Therefore, a typical "soft" page fault incurs a 200-microsecond penalty, which is 80,000 CPU cycles. To put that in human terms, if it took 1 second to read a byte from the primary CPU cache, it would take almost a day to process a page fault.
When are you likely to have a page fault? One example: the total of all the code and data in the operating system (including the disk cache), plus all the programs the user is running, does not fit into memory. To look at this another way, every program sharing the system needs to be parsimonious with memory; one memory hog can slow the whole system to a crawl by making every program "thrash" with page faults.
That is not to say that all of every program needs to have its size minimized: it makes perfect sense to optimize CPU-intensive inner loops for speed. Just don't optimize your user interface and other non-CPU-intensive code for speed at the expense of size.
Now that we know why code should be small, we can discuss size optimizations. We mentioned common subexpression elimination earlier as a speed optimization; it is usually also a size optimization.
Dead code elimination is a pure size optimization. The compiler can often tell a code branch or a function is never called; instead of emitting the useless code, it can suppress it and save space. Of course, the compiler can't do this for exported functions.
As we discussed earlier, on the Pentium machine a stream of many simple instructions often runs faster than a stream of fewer complex instructions that accomplish the same end. We gave an example that doubled both speed and size. If we guide the compiler to favor size over speed, it can generate the smallest instruction stream for a given C++ statement instead of the fastest instruction stream. The optimum strategy for most Windows programs is to favor size for most code and to favor speed only for "hot spots" in the code.

::::::::::

TASK SET:
1. Answer these questions about the passage on page faults and code size:
(a) How many CPU cycles does a typical soft page fault penalty equal?
(b) Which optimization is called a pure size optimization?
(c) What is the optimum strategy for most Windows programs?
2. Pull out the entry lines, beginning with the line containing "dog's forehead, each" and continuing through the line containing "[(595, 227)]". Copy them word for word, including both of those lines.

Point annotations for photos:
::::::::::

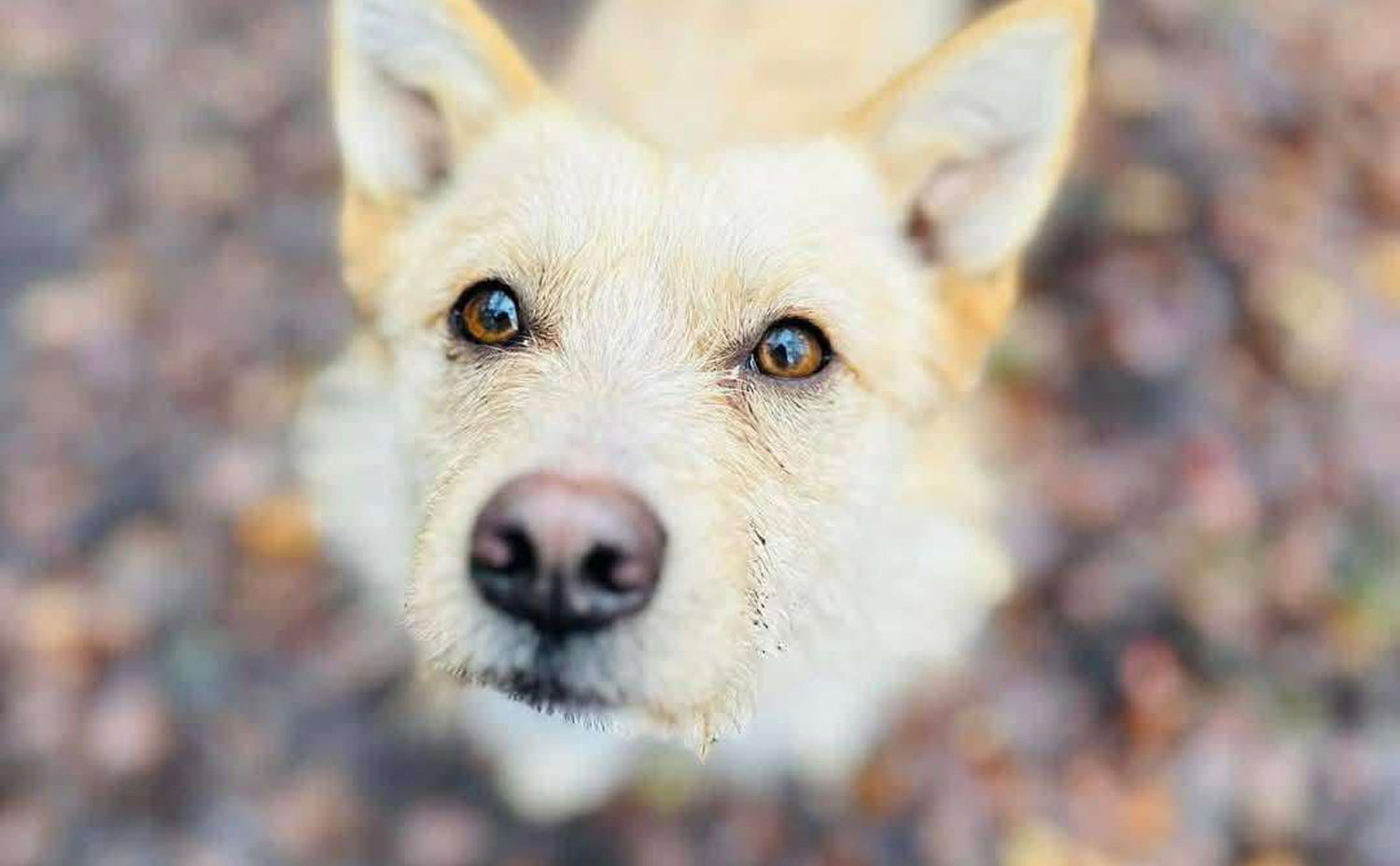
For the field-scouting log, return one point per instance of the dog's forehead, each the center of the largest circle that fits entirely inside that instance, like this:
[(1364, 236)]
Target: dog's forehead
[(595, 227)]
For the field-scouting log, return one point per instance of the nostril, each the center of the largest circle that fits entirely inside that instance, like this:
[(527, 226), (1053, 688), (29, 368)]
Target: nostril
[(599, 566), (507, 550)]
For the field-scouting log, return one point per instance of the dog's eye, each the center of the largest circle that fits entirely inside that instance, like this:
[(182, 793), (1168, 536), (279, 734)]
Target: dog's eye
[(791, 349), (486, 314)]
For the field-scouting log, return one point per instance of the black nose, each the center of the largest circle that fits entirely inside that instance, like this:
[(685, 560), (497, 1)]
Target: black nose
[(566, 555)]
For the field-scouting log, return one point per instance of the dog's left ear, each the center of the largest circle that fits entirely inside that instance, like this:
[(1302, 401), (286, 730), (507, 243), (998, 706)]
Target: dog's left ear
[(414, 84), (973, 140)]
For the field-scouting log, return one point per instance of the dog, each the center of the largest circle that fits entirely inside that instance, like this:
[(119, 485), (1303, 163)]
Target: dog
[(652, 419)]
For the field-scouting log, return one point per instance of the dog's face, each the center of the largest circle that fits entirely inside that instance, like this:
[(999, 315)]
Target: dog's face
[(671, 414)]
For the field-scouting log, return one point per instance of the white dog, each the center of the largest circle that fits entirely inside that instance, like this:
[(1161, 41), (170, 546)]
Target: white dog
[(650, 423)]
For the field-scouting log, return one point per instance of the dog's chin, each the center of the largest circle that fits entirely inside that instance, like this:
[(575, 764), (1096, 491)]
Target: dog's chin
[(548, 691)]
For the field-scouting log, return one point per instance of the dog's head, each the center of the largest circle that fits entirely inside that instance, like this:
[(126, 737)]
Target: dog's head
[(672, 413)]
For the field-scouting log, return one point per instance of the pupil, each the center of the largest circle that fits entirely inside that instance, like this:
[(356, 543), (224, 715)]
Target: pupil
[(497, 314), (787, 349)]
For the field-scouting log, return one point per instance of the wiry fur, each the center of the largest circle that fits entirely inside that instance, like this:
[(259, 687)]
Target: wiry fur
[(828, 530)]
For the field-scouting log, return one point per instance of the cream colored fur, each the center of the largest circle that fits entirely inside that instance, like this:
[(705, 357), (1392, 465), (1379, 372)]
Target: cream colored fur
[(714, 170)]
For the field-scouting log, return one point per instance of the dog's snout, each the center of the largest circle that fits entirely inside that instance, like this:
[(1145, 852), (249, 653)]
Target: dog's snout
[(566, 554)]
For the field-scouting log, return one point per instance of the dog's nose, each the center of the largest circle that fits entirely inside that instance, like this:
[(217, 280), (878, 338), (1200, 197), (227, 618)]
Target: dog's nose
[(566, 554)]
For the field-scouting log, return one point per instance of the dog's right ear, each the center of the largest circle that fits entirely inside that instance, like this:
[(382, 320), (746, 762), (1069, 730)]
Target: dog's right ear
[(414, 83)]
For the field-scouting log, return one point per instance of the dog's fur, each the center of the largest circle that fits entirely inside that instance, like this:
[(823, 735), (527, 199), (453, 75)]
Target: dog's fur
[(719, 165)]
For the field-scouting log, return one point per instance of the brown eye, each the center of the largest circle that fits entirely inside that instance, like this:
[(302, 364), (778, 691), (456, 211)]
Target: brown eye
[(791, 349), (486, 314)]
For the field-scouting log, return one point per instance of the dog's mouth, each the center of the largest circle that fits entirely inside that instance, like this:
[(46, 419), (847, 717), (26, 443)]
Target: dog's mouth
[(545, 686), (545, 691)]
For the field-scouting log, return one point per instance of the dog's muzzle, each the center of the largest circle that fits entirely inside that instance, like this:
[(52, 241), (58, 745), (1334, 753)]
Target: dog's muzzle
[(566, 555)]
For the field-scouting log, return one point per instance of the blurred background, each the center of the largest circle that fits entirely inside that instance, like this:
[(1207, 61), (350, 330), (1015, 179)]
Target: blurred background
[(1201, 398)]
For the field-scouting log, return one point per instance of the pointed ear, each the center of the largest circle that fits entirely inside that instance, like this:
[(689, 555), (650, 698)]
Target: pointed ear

::::::::::

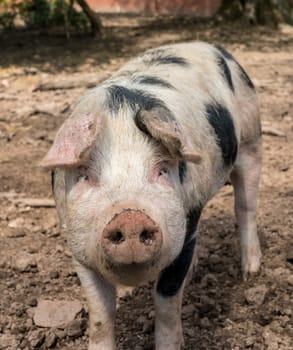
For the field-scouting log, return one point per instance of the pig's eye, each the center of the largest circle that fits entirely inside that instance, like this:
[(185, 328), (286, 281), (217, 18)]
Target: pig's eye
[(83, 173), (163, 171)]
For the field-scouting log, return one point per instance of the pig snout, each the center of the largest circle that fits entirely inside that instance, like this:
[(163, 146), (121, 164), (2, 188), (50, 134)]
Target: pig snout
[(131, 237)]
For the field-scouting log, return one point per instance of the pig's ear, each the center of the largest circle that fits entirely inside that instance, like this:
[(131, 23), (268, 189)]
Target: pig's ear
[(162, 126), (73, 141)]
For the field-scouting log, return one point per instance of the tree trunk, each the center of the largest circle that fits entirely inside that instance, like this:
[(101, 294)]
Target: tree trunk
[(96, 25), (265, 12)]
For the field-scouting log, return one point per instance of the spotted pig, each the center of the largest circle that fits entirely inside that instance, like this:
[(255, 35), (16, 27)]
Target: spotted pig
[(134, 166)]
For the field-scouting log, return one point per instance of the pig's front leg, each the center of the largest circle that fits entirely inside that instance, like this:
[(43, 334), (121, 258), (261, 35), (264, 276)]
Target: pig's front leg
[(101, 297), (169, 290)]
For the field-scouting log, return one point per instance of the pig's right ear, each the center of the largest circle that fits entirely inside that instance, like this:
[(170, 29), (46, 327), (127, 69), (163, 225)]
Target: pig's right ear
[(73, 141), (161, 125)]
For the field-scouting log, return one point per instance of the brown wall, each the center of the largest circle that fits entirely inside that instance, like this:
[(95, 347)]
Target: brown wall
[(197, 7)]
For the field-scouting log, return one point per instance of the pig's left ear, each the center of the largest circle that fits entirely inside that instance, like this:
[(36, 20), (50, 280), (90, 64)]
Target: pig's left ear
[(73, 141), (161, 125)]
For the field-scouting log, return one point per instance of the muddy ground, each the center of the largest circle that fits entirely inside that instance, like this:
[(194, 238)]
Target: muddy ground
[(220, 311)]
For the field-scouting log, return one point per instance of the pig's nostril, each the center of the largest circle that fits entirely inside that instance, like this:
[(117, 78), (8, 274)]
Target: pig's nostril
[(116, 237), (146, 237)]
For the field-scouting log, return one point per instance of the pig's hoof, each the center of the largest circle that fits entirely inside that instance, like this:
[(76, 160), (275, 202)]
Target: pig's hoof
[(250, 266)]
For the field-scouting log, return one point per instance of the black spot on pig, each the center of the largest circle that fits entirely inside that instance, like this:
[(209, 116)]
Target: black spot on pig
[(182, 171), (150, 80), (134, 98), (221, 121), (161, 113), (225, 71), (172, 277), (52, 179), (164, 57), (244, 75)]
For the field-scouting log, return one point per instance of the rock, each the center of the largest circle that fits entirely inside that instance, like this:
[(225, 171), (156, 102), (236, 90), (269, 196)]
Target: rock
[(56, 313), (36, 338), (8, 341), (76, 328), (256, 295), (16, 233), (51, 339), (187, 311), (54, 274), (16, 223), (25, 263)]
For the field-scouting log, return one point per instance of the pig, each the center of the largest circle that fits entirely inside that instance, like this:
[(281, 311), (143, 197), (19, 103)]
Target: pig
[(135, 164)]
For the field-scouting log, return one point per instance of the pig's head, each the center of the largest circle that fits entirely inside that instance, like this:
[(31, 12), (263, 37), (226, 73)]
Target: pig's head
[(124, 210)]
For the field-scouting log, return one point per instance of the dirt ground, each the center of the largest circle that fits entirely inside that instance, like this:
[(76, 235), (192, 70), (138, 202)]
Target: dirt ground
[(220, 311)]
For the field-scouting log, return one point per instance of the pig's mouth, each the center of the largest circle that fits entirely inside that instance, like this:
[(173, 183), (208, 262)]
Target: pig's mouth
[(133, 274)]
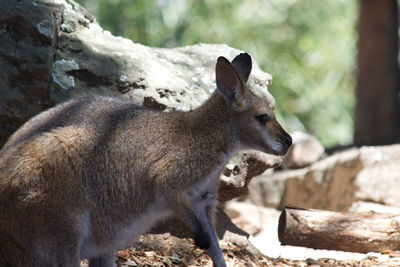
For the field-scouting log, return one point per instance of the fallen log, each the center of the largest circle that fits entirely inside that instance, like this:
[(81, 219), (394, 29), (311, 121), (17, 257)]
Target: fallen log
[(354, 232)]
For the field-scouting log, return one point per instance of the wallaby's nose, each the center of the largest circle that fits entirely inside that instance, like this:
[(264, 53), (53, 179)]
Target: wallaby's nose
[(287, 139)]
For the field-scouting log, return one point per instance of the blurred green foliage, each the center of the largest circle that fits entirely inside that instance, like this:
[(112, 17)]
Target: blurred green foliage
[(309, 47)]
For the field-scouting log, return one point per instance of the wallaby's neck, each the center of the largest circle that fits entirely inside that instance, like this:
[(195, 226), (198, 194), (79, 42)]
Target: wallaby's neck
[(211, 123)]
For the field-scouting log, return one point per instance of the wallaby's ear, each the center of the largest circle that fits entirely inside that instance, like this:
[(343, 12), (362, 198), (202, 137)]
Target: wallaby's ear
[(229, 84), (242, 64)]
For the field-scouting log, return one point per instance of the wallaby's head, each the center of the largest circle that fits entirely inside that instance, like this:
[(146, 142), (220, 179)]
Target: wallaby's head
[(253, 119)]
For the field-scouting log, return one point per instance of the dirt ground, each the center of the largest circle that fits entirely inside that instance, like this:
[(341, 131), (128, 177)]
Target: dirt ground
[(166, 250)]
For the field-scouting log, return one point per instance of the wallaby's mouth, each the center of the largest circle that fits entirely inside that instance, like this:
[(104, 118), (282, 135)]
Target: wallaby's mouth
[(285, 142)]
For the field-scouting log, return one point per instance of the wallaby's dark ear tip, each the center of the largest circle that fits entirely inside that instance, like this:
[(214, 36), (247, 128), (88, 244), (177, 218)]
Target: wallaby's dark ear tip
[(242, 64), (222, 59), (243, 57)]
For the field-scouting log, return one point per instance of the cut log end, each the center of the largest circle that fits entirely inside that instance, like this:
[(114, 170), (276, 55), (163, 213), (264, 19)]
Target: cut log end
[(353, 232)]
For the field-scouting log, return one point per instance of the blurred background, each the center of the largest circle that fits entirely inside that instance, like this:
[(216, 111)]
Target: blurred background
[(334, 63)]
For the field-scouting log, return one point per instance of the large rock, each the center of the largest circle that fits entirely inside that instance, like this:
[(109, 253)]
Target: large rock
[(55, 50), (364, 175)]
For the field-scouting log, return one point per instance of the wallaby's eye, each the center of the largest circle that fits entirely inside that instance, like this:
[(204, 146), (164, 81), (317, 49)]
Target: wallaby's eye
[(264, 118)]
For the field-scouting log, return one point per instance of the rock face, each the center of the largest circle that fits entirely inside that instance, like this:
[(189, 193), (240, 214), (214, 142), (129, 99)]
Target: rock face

::::::::::

ANSWERS BY TASK:
1.
(a) 80,000 CPU cycles.
(b) Dead code elimination.
(c) Favor size for most code and favor speed only for "hot spots" in the code.

2.
For the field-scouting log, return one point per instance of the dog's forehead, each the center of the largest circle that fits entirely inside that instance, like this:
[(1364, 236)]
Target: dog's forehead
[(595, 227)]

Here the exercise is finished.